— begin ENTRIES SHOWN —

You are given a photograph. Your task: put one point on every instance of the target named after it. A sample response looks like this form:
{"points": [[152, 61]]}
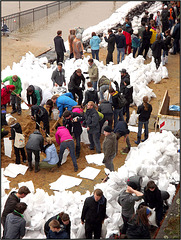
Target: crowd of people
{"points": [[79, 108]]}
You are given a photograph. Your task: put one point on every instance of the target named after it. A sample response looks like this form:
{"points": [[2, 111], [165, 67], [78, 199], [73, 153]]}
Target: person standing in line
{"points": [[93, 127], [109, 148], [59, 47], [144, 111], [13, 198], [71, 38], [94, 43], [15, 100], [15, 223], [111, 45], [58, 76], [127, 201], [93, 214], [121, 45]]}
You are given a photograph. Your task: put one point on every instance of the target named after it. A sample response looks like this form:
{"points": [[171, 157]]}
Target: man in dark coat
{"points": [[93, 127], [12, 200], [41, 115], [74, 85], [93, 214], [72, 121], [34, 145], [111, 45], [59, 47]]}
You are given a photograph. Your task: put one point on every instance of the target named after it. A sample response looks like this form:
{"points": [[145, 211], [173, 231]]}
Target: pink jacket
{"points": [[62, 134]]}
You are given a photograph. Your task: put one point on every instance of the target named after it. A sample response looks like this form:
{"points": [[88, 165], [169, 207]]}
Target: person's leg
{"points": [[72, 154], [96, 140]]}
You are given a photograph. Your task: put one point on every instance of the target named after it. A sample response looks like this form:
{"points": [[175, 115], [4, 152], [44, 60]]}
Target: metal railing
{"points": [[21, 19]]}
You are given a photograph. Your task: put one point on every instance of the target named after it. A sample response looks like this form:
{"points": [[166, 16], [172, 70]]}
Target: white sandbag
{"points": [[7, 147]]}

— end ENTRIES SHOWN —
— begin ENTRIES SHOWN —

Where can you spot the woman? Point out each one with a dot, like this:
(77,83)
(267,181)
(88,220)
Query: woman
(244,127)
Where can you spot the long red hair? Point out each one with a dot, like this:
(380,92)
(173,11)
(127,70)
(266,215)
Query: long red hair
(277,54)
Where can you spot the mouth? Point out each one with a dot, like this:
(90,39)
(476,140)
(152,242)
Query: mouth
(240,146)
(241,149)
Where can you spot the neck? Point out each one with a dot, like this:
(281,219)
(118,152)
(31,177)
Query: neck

— end ENTRIES SHOWN —

■ **WHAT YOU SHOULD DO**: Copy the data exactly, starting at the line that contains "Where can you spot the woman?" and ending at the line that contains "Query: neck", including both of those lines.

■ **RESPONSE**:
Where can you spot the woman? Point out each one with a dot, like this:
(77,83)
(267,181)
(88,220)
Query: woman
(244,127)
Where can you spot the long red hair? Point out each one with a dot, like this:
(380,92)
(173,11)
(127,70)
(266,215)
Query: long red hair
(277,54)
Where can you spot the mouth? Point out each one with a dot, like this:
(90,39)
(476,140)
(152,242)
Query: mouth
(240,146)
(241,149)
Where can you spot the neck? Point out each one with a dot, like this:
(281,219)
(118,152)
(31,177)
Query: neck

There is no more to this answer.